_What to produce_
Could you reproduce, character for character, the lines of the records between the line holding "Point out the crowd of spectators here." and the line holding "[513,45,547,154]", inclusive?

_Material shown_
========================================================================

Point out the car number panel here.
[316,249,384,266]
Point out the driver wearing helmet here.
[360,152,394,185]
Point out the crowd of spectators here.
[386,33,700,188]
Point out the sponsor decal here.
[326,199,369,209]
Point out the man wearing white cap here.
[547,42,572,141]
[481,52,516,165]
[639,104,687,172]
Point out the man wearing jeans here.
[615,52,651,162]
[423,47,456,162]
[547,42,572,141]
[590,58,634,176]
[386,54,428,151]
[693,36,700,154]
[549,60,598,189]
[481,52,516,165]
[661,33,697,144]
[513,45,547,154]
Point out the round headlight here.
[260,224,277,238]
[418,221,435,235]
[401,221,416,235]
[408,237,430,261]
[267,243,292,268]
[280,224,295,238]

========================================================================

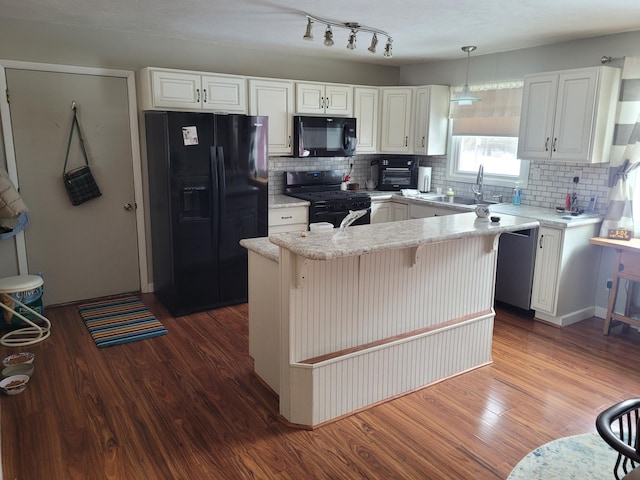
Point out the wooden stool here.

========================================================================

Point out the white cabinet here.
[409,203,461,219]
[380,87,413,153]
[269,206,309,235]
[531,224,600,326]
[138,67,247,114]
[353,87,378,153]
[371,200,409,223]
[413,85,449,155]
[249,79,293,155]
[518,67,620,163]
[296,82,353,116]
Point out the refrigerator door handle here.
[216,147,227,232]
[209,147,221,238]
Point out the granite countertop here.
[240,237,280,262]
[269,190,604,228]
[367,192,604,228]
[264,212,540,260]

========================================================================

_Written answer_
Point out the crowd of spectators here.
[386,33,700,188]
Point out the sponsor decal here.
[326,199,369,209]
Point out the man wearing white cap here.
[547,42,572,141]
[481,52,516,165]
[639,104,687,172]
Point out the man wearing jeans here.
[615,52,651,162]
[423,47,456,162]
[547,42,572,141]
[590,58,634,176]
[386,54,428,151]
[693,36,700,154]
[549,60,598,189]
[481,52,516,165]
[661,33,697,144]
[513,45,547,154]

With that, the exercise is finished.